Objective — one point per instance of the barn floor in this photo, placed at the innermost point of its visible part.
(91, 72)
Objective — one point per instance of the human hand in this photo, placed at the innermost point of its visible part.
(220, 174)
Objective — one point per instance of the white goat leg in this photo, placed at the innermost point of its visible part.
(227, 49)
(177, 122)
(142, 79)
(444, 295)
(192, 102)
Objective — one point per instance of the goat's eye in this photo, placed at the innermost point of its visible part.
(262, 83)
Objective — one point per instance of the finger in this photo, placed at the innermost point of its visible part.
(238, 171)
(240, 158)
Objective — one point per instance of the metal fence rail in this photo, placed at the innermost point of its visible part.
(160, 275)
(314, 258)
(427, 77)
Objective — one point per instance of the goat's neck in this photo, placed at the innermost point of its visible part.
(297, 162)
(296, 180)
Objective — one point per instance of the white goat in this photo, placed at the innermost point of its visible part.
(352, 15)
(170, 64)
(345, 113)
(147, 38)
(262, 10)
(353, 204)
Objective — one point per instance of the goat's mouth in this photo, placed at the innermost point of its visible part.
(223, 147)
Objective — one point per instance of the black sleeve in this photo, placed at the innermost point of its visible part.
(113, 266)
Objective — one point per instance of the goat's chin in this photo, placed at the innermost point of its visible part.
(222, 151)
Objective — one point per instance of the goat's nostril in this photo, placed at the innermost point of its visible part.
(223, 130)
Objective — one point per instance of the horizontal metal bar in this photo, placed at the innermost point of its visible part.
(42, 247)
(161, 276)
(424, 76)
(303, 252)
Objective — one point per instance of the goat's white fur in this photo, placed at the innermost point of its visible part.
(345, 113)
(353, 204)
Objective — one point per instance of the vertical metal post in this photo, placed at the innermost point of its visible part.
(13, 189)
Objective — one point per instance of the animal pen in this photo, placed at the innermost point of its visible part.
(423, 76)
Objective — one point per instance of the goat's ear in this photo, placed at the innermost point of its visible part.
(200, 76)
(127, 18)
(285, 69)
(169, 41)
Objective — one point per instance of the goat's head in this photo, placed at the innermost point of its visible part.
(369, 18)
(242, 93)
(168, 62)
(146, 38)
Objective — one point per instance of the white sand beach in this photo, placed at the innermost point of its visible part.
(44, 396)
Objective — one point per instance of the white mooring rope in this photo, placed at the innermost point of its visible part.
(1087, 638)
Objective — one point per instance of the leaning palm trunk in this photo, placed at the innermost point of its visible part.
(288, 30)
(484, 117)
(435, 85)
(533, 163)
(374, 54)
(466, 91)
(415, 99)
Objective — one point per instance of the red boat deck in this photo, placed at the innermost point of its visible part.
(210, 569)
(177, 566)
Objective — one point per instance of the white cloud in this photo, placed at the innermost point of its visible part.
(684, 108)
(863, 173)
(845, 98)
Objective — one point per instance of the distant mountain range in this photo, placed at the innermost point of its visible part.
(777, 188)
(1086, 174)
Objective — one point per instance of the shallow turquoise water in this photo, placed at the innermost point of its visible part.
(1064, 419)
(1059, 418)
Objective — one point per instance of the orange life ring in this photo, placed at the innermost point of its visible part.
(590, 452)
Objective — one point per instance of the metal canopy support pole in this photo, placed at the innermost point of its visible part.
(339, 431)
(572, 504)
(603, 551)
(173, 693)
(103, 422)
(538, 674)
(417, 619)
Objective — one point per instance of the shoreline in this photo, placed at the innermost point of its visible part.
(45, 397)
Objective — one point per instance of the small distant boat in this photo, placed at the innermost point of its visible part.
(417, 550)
━━━━━━
Copy the records from the line with "Objective — one point per instance of the small" through the end of the records, keeping every line and adding 4 to each number in the point coordinates.

Objective — one point per instance of the small distant boat in this photo, placed at the innermost point of its visible part.
(421, 554)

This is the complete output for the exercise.